Rows from a point annotation set:
---
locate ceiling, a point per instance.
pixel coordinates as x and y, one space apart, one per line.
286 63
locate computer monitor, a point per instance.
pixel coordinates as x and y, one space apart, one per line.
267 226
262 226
---
▶ _What the task requires_
Please lay out every line of the rows above as a JSON list of strings, one string per line, leaving out any blank lines.

▶ _The answer_
[
  "locate ceiling, a point per instance.",
  "pixel coordinates as x and y, one space apart, one per line.",
  "286 63",
  "locate computer monitor, a point per instance.",
  "pixel coordinates as x and y, one space apart, one per line.",
  "267 226",
  "262 226"
]